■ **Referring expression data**
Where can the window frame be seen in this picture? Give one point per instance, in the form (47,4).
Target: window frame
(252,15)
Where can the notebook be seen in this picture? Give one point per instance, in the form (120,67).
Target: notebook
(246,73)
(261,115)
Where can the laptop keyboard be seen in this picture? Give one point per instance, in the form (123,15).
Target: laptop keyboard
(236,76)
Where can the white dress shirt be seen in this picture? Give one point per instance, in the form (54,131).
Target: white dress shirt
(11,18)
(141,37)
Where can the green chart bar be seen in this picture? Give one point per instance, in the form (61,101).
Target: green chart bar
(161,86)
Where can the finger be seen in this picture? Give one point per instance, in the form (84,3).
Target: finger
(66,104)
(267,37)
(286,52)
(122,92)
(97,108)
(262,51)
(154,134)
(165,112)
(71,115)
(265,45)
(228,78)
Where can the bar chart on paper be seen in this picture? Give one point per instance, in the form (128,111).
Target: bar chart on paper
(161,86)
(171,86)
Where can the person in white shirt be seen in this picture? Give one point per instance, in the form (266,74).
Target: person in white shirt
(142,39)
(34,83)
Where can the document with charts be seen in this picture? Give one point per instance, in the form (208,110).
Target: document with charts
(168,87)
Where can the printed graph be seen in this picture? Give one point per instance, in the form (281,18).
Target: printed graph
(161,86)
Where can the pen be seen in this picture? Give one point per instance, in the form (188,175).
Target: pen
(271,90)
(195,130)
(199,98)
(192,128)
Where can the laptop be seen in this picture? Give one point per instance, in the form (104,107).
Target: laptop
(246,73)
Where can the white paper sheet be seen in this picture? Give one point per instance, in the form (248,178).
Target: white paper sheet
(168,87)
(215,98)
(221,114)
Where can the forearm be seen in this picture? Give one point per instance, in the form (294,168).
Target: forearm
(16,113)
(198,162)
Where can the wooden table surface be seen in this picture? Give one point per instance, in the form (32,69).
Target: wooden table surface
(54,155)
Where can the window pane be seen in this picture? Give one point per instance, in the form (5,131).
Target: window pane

■ **TASK DESCRIPTION**
Every line above must be reproduced exactly as it stands.

■ **EXPECTED OUTPUT**
Where can the window frame be seen in this picture? Give one point per instance, in the form (47,4).
Target: window frame
(252,15)
Where can the notebook be seen in this picture? Give one point per instance, in the form (120,67).
Target: notebook
(246,73)
(261,115)
Where can the laptop keyboard be seen in this picture? Give one point per instance, in the form (123,15).
Target: laptop keyboard
(236,76)
Where can the white dress shirt be seen in this picture? Give one point per instance, in the form (54,131).
Target: white dress shirt
(11,18)
(141,37)
Where can the green chart bar be seen in this picture? Give one point per instance, in the form (61,101).
Target: green chart bar
(161,86)
Where can the finger be seen in this picture? Give one point per instance, in the form (84,3).
Target: finger
(66,104)
(267,37)
(286,52)
(122,92)
(97,108)
(262,51)
(154,134)
(165,112)
(71,115)
(265,45)
(228,78)
Where can the bar chart on paper be seen in this picture? Give one point per instance, in the form (128,111).
Target: bar chart on paper
(161,86)
(171,86)
Where can the person in white shirt be seen in this picture? Give one point per instance, in the form (266,74).
Target: person in white shirt
(142,39)
(34,83)
Where can the document with charts be seen in this picture? Give one point per instance, in the form (208,110).
Target: document with charts
(168,87)
Where can the printed graph be seen in this picture? Give one point per instance, in the form (281,18).
Target: printed graph
(161,86)
Where can the pen be seen in this picture? Give one point per instance, in the form (188,175).
Target: pen
(271,90)
(195,130)
(199,98)
(192,128)
Where can the laptop be seen in this picture? Give one point per instance, in the form (104,107).
Target: laptop
(246,73)
Where can the white paper sheet be seen in this picture? Give one point per instance, in the form (248,178).
Target: white paper sheet
(168,87)
(215,98)
(221,114)
Where can the forearm be seen in this picture? Give one point per instance, in the form (294,168).
Target: forearm
(16,113)
(198,162)
Where can the wooden table surface be seen in this picture? Give one point per instance, in the form (32,69).
Target: wooden table surface
(54,155)
Where can the window pane be seen in this picture? Give one point per instance, in the form (5,131).
Target: window pane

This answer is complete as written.